Lo si creda o no, per uno che si chiama Israel parlare troppo di antisemitismo e di antisionismo è una noia. Non una noia esistenziale. Perché l’utopia della fine dell’antisemitismo è talmente proiettata verso la fine della storia, che esiste una panoplia consolidata di tattiche di resistenza. È una noia razionale: quando una parte troppo importante del tempo di un ebreo europeo deve essere impiegata a difendersi, a decrittare le forme attuali dell’antisemitismo, a dimostrare invano che la manifestazione attuale dell’antisemitismo è l’antisionismo, allora c’è qualcosa che proprio non va.

——

**Compiti:**
• A. Rispondi a queste domande sul testo sull'antisemitismo:
(i) Quale nome compare nella prima frase?
(ii) Che tipo di noia, secondo il testo, non è?
(iii) Quale sarebbe, secondo il testo, la manifestazione attuale dell'antisemitismo?
• B. Riprendi il testo sull'antisemitismo e proseguilo a partire dalla sua ultima frase.

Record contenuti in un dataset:

——

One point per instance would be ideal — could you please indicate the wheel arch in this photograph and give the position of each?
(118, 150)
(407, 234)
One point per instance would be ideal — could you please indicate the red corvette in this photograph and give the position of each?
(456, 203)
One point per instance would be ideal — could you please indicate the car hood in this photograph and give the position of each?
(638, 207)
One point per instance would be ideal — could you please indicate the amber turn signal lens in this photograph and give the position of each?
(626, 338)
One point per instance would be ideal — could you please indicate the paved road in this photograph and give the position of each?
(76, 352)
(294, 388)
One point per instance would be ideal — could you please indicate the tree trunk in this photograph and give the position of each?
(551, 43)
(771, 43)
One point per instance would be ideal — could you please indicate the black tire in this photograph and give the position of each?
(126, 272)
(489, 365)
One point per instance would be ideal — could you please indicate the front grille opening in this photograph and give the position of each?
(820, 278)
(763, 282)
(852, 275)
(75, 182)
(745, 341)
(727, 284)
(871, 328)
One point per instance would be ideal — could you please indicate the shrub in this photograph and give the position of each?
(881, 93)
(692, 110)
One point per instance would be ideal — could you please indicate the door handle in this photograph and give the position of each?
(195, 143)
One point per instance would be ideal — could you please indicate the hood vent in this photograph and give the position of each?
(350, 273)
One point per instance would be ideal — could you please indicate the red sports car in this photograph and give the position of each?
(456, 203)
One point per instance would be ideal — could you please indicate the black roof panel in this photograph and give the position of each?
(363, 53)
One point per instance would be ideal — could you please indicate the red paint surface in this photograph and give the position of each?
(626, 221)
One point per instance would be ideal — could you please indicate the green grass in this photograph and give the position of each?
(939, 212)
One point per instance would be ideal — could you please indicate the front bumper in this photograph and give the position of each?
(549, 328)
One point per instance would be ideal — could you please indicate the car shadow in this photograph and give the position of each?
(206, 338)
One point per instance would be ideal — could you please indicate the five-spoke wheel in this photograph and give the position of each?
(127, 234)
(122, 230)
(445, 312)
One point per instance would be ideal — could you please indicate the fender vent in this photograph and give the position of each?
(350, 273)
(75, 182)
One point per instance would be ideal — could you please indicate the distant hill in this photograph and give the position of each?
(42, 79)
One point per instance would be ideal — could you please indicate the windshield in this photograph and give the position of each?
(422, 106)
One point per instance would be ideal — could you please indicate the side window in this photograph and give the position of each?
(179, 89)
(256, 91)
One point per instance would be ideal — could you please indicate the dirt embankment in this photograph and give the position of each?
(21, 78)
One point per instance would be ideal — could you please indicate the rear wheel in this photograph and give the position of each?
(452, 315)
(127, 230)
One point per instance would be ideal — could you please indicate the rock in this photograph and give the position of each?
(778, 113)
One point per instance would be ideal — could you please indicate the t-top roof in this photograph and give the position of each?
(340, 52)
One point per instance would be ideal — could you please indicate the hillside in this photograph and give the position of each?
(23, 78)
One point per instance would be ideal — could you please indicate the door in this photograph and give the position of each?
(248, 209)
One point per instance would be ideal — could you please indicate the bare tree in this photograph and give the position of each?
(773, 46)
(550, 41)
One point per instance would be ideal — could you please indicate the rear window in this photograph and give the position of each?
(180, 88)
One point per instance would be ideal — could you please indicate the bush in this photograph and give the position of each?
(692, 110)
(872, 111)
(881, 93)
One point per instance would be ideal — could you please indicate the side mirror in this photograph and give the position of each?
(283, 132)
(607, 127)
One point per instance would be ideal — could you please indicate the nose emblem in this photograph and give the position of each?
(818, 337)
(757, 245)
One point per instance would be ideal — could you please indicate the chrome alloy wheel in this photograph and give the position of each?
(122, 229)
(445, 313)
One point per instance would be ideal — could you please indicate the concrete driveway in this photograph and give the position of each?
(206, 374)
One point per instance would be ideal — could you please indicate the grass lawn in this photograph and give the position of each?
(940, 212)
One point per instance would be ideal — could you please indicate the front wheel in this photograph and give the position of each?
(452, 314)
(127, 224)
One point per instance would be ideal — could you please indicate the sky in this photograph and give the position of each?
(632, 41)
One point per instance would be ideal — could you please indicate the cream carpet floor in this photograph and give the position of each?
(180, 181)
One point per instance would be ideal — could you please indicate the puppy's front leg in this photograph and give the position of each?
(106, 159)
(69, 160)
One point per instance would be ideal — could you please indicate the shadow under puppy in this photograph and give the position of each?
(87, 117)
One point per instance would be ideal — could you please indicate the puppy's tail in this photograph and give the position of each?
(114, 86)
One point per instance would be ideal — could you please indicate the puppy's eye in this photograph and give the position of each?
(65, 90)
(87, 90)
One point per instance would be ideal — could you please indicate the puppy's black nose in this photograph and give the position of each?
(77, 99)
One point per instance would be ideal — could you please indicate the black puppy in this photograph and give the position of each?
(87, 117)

——

**Risposte:**
• A.
(i) Israel.
(ii) Una noia esistenziale.
(iii) L'antisionismo.

• B.
Difatti, ogni giorno si ricomincia daccapo. Il 27 maggio il più importante sindacato dei professori universitari inglesi (NATFHE) chiamerà a votare i suoi 67.000 membri un appello al boicottaggio delle istituzioni universitarie israeliane e, individualmente, dei loro professori. Bisognerà ricominciare a spiegare a chi non vuol capire che questo è puro e semplice razzismo?
Giorni fa, sul Corriere della Sera, Sergio Luzzatto ha osservato che «l’opinione pubblica europea si sta mostrando distratta davanti ai recenti sviluppi della situazione politica in Polonia», dove sono entrate al governo due formazioni cattoliche reazionarie apertamente antisemite, uno dei cui leader ha dichiarato che «il peggior nemico della Polonia è la nazione giudaica». Per un breve tempo, si era sperato che le nuove nazioni orientali entrate in Europa fossero più aperte di altre a un rapporto con il Grande e Piccolo Satana. È una speranza durata poco, e pare che i vecchi fantasmi si stiano riaffacciando, davanti a un’opinione pubblica “distratta”. Ma il guaio è che l’elenco di queste distrazioni è ormai infinito. Questo è il vero problema.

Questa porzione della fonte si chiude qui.